-- What the exercise asks --
Which lines in the items below contain the string "frame"? Return each of those lines in full.

=== Entries shown ===

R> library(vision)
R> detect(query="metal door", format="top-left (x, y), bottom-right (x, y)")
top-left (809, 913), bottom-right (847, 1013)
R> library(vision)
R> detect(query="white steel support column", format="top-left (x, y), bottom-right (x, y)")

===
=== Entries shown ===

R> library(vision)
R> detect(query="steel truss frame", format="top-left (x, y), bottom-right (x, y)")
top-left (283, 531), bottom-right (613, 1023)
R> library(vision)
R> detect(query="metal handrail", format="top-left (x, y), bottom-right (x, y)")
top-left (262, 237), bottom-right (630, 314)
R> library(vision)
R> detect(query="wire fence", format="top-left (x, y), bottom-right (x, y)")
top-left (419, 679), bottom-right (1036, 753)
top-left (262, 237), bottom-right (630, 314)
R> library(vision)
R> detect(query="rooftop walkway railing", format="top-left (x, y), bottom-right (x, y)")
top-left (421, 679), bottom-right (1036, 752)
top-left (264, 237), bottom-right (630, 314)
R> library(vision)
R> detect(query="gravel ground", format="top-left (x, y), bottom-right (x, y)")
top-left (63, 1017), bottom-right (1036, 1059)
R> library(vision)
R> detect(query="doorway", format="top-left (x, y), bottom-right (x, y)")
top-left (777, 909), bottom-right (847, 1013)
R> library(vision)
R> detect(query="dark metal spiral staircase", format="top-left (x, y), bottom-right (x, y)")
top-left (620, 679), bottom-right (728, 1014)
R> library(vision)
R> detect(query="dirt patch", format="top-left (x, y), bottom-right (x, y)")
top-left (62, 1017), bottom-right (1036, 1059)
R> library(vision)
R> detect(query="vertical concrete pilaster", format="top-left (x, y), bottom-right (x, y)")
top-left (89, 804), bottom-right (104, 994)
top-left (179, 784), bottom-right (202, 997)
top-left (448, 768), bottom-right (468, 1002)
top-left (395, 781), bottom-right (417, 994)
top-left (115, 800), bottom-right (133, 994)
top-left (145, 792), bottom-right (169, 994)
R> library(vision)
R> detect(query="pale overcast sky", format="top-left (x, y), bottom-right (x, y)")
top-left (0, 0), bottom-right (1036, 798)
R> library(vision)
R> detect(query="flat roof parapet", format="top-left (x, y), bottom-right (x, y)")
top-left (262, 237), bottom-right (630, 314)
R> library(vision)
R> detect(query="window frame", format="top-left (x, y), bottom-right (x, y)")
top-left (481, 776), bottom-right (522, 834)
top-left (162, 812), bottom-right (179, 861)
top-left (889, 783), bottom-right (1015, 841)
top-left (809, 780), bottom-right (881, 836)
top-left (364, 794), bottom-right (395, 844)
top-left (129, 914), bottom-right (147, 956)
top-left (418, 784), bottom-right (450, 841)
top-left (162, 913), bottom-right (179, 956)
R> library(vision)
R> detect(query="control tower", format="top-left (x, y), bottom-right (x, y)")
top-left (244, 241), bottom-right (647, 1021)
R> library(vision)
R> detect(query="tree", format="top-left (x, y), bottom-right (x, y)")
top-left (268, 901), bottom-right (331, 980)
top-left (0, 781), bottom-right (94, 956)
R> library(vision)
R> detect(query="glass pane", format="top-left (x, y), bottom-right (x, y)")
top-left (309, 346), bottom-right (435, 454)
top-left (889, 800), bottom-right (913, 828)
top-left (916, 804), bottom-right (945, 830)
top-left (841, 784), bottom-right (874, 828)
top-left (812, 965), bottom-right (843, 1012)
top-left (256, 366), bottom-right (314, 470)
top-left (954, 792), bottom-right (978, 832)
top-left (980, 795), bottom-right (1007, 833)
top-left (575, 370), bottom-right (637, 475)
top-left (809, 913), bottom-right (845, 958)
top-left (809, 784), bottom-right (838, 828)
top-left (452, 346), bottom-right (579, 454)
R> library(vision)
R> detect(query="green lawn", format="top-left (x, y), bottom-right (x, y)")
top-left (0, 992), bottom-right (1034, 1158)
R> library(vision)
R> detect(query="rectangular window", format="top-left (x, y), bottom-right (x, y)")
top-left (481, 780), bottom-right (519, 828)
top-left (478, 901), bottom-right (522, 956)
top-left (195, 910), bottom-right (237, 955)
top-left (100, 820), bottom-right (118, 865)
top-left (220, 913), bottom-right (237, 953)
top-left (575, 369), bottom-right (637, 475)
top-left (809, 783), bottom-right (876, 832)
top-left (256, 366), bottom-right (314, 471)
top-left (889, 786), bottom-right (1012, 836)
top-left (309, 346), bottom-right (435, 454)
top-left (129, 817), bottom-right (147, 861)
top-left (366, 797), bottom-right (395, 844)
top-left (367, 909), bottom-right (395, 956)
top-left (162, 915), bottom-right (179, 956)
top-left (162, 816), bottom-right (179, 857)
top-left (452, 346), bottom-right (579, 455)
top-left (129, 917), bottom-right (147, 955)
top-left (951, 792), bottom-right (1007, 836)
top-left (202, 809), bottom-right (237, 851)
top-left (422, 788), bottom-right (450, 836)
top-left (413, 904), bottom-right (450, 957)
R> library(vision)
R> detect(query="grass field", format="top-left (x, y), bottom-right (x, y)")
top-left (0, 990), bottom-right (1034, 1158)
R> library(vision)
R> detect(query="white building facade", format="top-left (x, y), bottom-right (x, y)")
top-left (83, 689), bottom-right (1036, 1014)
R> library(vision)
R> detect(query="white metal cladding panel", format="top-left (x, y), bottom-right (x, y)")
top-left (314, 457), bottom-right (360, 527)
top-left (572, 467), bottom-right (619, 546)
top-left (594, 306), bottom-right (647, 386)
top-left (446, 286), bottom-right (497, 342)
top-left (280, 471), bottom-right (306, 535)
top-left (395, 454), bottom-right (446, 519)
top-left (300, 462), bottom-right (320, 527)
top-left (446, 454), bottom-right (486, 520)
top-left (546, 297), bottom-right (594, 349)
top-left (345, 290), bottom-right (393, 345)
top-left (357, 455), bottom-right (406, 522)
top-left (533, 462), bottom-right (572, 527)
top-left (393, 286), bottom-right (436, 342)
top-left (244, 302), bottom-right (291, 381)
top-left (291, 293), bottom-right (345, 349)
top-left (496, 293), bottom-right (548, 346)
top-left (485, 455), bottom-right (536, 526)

===

-- Answer to the problem --
R> detect(query="steel truss frame", format="top-left (x, y), bottom-right (x, y)")
R> detect(query="window frame", format="top-left (x, y), bottom-right (x, y)")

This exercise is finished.